# 已存记录:
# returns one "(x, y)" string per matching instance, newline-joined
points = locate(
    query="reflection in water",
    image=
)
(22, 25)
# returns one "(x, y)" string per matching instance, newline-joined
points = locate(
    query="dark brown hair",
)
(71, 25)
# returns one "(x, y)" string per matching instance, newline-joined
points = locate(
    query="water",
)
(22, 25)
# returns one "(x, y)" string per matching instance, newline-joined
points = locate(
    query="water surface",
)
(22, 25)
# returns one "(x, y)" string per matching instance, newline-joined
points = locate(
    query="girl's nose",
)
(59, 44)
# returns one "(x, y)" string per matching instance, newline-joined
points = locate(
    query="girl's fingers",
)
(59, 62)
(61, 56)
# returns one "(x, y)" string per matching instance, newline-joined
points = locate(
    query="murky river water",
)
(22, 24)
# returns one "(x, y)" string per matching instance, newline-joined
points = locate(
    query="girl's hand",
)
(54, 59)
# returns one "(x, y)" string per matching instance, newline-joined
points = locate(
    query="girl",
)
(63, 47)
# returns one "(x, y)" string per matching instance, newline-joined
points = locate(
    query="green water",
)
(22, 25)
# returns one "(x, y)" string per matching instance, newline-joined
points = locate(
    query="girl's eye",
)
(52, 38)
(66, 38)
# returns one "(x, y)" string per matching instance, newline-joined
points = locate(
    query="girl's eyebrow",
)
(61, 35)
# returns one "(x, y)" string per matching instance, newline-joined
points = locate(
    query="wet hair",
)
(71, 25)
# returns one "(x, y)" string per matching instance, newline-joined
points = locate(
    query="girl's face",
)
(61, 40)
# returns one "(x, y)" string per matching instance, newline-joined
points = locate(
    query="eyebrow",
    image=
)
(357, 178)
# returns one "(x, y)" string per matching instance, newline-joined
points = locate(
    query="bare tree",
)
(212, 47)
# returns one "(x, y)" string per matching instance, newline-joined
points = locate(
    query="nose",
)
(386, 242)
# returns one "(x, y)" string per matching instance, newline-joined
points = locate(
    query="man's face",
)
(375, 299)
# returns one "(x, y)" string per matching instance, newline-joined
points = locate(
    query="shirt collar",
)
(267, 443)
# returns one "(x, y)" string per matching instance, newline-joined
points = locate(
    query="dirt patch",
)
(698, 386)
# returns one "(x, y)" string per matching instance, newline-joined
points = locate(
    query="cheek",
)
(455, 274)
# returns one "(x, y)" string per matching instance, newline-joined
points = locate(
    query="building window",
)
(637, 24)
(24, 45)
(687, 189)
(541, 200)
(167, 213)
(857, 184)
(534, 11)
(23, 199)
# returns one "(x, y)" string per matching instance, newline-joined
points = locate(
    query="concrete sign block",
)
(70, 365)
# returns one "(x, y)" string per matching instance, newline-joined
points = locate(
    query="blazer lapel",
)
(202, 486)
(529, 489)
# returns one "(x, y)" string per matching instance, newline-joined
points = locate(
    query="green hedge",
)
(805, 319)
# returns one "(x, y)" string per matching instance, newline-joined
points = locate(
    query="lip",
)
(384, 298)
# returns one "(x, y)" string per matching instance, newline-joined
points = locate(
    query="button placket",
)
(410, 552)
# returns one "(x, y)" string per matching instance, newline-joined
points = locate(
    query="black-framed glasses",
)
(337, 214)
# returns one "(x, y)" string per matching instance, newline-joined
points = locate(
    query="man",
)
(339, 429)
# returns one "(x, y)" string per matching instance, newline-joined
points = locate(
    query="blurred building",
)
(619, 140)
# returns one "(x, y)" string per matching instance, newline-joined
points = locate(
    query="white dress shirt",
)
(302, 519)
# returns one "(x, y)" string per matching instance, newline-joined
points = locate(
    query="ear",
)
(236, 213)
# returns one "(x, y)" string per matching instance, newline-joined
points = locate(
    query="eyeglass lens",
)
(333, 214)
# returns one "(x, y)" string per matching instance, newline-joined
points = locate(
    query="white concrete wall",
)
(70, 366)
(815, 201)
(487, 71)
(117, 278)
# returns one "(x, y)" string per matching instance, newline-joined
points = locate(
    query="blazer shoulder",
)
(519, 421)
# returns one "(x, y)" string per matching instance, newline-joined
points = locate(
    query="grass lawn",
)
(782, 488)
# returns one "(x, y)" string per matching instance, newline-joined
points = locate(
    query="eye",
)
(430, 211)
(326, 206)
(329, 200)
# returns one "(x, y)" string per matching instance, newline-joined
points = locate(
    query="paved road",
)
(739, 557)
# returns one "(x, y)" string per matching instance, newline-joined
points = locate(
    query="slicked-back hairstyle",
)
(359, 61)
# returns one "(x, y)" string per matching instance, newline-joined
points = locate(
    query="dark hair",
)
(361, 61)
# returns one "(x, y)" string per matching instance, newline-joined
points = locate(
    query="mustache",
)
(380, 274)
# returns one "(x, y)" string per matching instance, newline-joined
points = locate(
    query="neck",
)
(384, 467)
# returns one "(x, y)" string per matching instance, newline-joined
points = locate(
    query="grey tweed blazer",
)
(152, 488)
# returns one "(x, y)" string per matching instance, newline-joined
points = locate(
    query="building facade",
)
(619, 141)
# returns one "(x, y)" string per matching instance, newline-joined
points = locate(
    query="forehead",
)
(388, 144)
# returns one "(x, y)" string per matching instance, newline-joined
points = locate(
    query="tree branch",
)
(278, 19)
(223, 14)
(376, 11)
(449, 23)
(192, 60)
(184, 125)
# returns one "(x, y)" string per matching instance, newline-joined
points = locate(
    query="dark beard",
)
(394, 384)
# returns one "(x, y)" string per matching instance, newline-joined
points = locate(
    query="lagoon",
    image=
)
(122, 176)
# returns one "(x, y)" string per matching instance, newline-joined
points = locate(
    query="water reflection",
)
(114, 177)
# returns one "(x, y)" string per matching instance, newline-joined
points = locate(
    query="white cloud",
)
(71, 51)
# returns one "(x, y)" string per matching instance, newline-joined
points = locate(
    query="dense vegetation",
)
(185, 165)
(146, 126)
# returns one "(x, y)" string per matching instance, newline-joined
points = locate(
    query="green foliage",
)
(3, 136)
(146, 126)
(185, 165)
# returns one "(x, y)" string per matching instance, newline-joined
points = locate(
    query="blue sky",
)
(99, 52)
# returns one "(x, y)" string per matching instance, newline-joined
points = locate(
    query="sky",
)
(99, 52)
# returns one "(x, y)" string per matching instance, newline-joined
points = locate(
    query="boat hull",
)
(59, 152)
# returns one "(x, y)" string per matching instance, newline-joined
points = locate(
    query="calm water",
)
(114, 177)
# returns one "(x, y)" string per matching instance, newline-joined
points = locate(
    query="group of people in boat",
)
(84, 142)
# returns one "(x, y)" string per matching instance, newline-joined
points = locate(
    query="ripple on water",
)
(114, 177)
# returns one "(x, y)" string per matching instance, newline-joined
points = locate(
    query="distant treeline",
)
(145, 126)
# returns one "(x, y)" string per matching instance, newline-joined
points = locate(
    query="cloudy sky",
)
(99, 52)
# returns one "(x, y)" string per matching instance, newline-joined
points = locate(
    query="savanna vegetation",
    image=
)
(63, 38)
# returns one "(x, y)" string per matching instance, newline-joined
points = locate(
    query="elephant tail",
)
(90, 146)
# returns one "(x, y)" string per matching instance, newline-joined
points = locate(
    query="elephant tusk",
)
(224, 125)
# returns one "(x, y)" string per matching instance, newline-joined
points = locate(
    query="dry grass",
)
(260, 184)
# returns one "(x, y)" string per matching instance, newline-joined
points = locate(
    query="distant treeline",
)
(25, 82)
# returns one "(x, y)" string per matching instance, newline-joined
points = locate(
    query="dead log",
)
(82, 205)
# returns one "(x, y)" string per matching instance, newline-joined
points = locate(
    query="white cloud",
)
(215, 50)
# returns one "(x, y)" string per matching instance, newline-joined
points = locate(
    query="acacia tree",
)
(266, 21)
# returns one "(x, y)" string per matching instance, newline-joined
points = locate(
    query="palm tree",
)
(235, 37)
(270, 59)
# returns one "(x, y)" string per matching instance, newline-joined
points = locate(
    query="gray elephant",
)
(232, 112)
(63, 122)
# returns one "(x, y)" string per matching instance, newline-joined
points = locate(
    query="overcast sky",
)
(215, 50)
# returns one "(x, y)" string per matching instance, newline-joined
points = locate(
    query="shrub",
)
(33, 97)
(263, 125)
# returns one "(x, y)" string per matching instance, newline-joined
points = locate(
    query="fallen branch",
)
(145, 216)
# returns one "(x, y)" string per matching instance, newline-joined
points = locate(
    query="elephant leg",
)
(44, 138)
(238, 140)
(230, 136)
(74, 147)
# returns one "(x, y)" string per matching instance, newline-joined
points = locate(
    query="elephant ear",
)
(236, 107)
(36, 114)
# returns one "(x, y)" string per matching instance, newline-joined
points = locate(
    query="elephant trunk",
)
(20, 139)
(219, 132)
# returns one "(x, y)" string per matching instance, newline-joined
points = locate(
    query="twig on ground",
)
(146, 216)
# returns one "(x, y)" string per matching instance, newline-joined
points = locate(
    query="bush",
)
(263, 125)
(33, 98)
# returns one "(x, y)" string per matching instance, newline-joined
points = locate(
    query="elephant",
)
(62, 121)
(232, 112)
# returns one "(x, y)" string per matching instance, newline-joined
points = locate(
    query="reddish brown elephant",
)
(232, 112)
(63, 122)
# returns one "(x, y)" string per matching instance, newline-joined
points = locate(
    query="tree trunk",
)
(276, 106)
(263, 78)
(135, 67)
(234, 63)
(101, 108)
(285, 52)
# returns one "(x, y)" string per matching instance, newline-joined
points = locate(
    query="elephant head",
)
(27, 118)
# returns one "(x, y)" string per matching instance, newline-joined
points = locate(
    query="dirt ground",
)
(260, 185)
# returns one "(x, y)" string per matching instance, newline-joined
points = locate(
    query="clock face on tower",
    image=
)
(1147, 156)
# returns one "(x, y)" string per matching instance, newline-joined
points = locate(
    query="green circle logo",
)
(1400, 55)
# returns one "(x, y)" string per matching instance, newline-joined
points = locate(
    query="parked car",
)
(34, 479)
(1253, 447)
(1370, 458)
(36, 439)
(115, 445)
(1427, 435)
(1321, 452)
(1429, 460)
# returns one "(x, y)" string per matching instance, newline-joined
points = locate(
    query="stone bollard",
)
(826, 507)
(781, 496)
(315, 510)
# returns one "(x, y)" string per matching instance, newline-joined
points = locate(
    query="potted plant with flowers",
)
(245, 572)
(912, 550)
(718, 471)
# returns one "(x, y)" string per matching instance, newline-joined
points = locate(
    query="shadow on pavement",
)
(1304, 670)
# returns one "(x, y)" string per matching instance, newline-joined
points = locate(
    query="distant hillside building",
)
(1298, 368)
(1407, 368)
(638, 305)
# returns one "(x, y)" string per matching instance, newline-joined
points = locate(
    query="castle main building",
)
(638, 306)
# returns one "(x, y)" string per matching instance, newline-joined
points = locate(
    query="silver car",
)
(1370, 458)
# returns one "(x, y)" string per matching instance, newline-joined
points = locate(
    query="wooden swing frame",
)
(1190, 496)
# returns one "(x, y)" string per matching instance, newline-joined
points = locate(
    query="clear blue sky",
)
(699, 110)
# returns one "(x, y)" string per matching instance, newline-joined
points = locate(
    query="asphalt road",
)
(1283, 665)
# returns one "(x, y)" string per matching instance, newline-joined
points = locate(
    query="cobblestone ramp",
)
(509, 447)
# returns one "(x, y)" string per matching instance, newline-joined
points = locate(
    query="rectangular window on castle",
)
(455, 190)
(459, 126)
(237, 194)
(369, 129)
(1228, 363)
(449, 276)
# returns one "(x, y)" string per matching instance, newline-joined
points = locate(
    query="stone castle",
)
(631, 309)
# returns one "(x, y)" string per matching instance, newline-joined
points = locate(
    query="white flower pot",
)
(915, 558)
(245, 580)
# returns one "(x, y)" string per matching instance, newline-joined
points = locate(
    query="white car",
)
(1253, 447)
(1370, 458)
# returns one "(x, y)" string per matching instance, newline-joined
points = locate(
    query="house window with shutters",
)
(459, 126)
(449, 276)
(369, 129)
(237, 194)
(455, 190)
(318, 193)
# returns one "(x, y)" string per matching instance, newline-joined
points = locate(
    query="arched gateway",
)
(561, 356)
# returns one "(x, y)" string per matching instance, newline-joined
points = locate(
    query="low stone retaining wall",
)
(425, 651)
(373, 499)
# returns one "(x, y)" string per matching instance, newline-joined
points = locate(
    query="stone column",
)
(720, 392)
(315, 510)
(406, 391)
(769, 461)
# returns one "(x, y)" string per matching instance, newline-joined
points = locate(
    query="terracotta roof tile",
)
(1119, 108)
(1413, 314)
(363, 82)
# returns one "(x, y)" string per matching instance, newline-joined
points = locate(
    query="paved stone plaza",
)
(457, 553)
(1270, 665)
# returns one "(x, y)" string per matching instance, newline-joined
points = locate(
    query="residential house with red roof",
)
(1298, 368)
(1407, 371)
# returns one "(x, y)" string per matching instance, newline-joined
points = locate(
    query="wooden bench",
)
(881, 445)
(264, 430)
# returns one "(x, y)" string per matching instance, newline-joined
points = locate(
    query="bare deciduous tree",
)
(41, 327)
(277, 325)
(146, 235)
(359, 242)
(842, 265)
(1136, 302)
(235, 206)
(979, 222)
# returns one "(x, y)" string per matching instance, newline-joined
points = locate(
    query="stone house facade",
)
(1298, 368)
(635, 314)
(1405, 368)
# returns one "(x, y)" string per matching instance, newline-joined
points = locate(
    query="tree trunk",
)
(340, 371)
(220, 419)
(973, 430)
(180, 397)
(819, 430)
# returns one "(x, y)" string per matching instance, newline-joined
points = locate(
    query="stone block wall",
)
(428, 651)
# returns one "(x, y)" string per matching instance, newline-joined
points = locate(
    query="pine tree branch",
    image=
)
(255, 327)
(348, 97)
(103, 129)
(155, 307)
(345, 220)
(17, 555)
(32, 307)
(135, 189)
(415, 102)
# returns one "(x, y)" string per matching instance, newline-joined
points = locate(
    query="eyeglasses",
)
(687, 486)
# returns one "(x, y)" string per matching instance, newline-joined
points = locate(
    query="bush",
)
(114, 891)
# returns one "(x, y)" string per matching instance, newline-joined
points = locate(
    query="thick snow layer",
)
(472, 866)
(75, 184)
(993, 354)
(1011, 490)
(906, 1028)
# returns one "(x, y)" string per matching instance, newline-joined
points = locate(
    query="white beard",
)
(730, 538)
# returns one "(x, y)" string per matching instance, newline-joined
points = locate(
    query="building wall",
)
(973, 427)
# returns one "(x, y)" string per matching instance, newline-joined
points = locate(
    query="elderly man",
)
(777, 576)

# 待做任务:
统计上面的记录中有多少行含有“window”这个词，区分大小写，只写出数字。

# 本题解答:
3